*Reading text*
>> START

31 Jul Wine & food in Chablis: Patrick Piuze & Thomas Pico
When I think of Chablis, I think of a nicely chilled white wine with a mineral taste reminiscent of seashells and notes of citrus and green apple: an ideal wine for a lazy-Sunday summer picnic on the grass. During my June trip to France, we stopped off in Chablis to visit renowned producers Patrick Piuze and Thomas Pico, after making the one-hour drive from the Côte de l’Aube champagne region.
It wasn’t warm enough that day for a picnic, but it was for a glass or two of Chablis and for lunch at Les Trois Bourgeons.
Chablis is in the northernmost part of Burgundy. The grape is Chardonnay, the soils are rich clay and the taste, in general, tends to be more steely and less fruity than the buttery Chardonnays grown in the more southerly wine-producing regions of Burgundy; and the wines traditionally spend less or no time in oak.
Patrick Piuze’s winery is in the centre of the picturesque town of Chablis. He is a ‘haute couture’ négociant – buying in grapes as the visionary creator of top-end wines tailored according to their individual Chablis terroirs. He hand picks his own grapes from specific vineyards on both of the hilly banks of the river Serein, which runs through Chablis. His cuvées range from ‘Terroir’ to 1er Cru and Grand Cru. Each cuvée comes from a specific village.
Having a good relationship with the growers is key, and Patrick is a pretty fun and outward-going guy. Few people know the characteristics of each Chablis vineyard better than Patrick.
From Canada to France
Patrick Piuze is evidence that you don’t need to be the scion of a prestigious family-run domaine to produce top-quality wine. Born in Quebec, he met Marc Chapoutier of the renowned Maison Chapoutier family from the Côte du Rhône when he was 18. This inspired him to work in the vineyards of Australia, South Africa and Israel, returning to Canada to set up a wine bar, Le Pinot Noir, in Montreal. The calling to make his own wine was still there, so he returned to France to work with some of the top wine makers in Burgundy. He set up on his own winery in 2008 and has never looked back.

>> END

*Tasks to complete*
• a. Decide whether each statement agrees with the Chablis wine and food text. Answer yes or no for each, and quote the exact words from the text that decide it.
(i) Patrick Piuze was born in Canada's Quebec.
(ii) The visit to Chablis came after a drive from the Côte du Rhône.
(iii) Chablis wines traditionally spend more time in oak than those from farther south in Burgundy.
• b. In the Chablis wine and food text, in what year did Patrick Piuze start his own winery?
• c. Carry on the Chablis wine and food text from its last sentence.

*Extracted records*
>> START

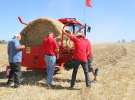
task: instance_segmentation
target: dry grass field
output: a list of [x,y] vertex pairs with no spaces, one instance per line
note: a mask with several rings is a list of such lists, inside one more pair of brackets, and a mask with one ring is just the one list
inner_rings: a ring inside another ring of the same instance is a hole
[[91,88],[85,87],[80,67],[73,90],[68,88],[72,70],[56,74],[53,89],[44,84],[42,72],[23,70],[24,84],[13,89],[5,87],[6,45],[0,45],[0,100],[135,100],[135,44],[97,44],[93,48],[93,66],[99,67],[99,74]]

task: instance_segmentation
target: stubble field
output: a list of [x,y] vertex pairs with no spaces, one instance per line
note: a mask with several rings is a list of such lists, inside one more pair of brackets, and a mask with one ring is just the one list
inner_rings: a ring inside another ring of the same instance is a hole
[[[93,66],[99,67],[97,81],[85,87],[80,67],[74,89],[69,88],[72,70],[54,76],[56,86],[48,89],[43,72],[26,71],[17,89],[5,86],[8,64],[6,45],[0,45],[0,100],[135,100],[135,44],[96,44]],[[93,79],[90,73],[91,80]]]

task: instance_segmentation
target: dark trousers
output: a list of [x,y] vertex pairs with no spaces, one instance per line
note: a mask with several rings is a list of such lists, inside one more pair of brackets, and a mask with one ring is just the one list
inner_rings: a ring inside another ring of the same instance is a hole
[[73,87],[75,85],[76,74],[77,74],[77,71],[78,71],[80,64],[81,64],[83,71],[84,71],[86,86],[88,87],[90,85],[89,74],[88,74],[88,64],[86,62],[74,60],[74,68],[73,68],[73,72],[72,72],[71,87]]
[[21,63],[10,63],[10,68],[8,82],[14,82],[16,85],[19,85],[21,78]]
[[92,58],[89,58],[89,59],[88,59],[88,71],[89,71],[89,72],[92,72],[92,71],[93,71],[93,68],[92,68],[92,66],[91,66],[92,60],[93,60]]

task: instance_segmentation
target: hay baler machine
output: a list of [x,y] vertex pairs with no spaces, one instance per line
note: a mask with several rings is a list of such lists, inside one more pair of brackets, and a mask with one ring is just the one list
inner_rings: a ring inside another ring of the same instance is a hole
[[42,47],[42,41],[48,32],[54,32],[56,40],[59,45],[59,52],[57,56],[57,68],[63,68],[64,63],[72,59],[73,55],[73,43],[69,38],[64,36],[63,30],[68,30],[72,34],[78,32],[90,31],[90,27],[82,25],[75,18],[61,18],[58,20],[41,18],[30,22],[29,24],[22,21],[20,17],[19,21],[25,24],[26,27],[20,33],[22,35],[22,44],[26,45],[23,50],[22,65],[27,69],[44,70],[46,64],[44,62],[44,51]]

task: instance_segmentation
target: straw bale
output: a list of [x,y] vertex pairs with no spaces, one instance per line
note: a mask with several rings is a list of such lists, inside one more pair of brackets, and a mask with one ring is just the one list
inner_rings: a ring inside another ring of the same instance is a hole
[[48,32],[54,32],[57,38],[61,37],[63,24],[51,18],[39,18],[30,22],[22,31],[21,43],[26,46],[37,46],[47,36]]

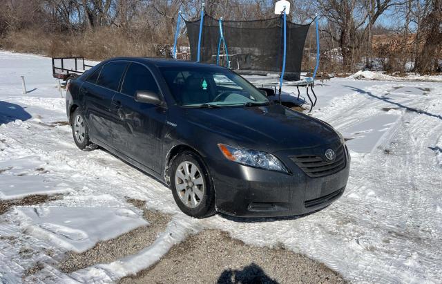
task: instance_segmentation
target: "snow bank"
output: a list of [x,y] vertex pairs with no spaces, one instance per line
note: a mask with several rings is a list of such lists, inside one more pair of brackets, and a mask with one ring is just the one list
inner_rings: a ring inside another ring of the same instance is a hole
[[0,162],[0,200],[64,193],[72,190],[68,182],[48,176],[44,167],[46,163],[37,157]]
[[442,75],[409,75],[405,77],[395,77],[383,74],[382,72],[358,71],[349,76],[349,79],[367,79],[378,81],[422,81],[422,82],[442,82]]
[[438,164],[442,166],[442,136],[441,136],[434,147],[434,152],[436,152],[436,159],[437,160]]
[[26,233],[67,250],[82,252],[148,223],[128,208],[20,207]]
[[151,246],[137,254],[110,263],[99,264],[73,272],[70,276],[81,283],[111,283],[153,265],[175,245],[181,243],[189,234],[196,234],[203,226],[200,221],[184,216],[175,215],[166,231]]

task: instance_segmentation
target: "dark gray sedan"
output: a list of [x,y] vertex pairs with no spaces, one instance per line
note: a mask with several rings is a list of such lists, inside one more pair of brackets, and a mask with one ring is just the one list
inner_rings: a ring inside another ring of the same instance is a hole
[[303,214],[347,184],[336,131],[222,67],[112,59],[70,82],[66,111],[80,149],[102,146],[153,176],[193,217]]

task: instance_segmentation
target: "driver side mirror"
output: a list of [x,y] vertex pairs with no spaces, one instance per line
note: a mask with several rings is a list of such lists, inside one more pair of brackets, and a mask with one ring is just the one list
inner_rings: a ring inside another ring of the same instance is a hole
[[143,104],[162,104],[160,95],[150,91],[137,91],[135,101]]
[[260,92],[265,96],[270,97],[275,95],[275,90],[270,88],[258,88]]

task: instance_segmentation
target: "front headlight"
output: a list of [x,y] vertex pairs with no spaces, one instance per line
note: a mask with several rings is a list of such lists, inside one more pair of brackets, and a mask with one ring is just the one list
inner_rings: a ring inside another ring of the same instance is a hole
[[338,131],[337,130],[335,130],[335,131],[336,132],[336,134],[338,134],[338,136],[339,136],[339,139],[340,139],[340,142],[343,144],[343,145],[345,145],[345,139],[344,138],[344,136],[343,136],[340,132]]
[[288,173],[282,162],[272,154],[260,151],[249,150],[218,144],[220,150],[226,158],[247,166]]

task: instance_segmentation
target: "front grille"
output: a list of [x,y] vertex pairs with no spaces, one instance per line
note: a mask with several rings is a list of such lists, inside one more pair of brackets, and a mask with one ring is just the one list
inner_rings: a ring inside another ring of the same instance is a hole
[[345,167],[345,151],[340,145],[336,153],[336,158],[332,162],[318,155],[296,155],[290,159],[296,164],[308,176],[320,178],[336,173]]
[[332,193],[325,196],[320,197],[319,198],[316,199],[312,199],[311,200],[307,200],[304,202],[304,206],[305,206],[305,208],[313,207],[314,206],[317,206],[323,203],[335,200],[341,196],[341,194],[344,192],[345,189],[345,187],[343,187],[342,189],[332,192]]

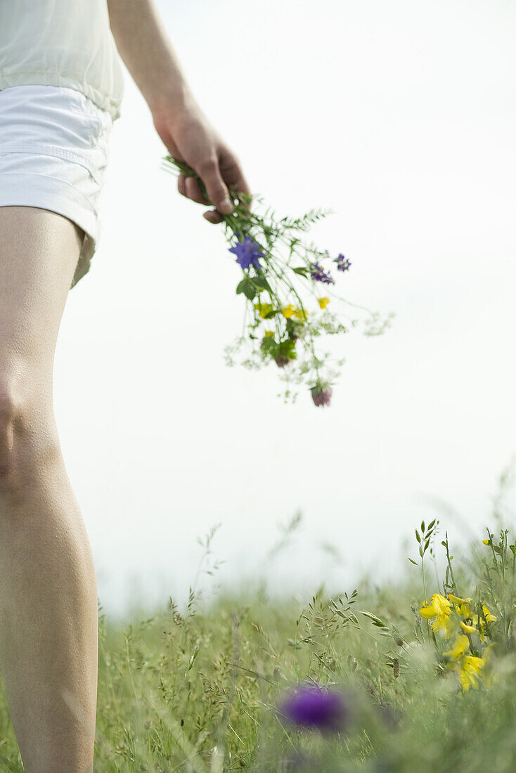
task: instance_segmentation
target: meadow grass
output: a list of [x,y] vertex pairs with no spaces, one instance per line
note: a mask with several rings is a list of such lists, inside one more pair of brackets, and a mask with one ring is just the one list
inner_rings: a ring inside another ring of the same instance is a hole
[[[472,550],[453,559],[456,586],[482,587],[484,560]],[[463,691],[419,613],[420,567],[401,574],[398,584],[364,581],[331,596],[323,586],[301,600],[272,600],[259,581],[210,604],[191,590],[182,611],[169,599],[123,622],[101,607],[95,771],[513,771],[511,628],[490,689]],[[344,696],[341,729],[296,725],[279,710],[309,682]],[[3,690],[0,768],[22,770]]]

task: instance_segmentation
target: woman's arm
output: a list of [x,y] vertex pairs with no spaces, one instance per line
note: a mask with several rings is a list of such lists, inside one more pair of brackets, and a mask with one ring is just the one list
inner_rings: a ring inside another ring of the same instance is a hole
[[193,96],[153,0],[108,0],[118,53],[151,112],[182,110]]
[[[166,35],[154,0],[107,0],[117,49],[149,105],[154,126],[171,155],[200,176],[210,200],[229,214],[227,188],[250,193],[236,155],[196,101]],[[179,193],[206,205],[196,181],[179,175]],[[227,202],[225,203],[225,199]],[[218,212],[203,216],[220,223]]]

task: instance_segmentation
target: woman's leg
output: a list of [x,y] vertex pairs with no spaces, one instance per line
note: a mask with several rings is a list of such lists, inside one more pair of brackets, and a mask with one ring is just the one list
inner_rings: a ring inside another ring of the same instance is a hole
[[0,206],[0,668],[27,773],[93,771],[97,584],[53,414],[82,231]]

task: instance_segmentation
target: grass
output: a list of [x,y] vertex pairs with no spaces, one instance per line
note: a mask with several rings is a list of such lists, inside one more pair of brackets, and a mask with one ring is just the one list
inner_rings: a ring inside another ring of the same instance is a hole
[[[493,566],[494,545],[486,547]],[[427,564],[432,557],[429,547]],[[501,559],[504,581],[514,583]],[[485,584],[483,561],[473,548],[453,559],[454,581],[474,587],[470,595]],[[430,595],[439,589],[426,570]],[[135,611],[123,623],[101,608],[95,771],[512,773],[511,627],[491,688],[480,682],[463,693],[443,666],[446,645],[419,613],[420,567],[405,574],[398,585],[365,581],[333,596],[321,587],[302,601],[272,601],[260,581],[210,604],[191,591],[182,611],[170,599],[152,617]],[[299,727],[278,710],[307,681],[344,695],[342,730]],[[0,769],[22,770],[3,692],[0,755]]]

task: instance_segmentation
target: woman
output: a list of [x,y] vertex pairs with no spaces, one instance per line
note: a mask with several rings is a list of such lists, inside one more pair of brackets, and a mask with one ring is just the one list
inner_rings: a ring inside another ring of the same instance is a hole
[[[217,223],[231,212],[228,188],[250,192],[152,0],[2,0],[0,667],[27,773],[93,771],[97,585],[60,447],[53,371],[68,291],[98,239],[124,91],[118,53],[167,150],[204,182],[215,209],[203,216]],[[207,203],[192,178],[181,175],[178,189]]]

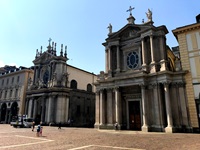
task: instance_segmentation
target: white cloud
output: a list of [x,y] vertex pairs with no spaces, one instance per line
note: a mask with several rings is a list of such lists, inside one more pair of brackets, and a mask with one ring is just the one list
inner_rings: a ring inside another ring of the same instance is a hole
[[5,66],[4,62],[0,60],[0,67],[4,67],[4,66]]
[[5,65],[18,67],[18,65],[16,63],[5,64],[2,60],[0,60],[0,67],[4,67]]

>> END

*The results*
• a.
(i) Yes: "Born in Quebec"
(ii) No: "after making the one-hour drive from the Côte de l’Aube champagne region"
(iii) No: "the wines traditionally spend less or no time in oak"

• b. He started his own winery in 2008.

• c.
One of my favourite film directors is French Canadian, Xavier Dolan, but I can hardly understand a word of what they say in his films because of the heavy French-Canadian accent. Wikipedia puts this down to the arrival of the British rulers in Canada in 1760, which left French Canadians isolated from the European French. Luckily I could understand Patrick.
Thomas Pico of Domaine Pattes Loup
Thomas Pico’s Pattes Loup winery is in Courgis, on the edge of Chablis. Pattes Loup means Wolf’s Paws, hence the wolf on the labels. He made his first wines in 2006 from grapes grown on 8 hectares of the family domaine of Bois d’Yver and quickly established himself as the new young wolf of Chablis. He also buys in additional grapes selectively.
His wines are organically certified and are produced using indigenous yeasts, with no fining or filtration and the minimum use of sulphites. Fermentation is either in oak barrels, concrete eggs or stainless steel. The harvest is carried out late, which gives a ripeness to the grapes and a fullness to the wine, yet the wines are not heavy. No wonder Thomas Pico has become such a star.
Restaurants in Chablis
The last time I was in Chablis was following my trip to Champagne in January 2016. That time we ate at Au Fil du Zinc, sitting at the bar that looks out over the river Serein. At the helm is Ryo Nagahama, who’s worked in the kitchens at L’Atelier de Joël Robuchon and with Yannick Alleno at LeMeurice in Paris, and Fabien Espana, who is from Le Soufflot in Irancy, on the other side of the A6, the so-called ‘Sun’ motorway from Paris that heads down to the Mediterranean.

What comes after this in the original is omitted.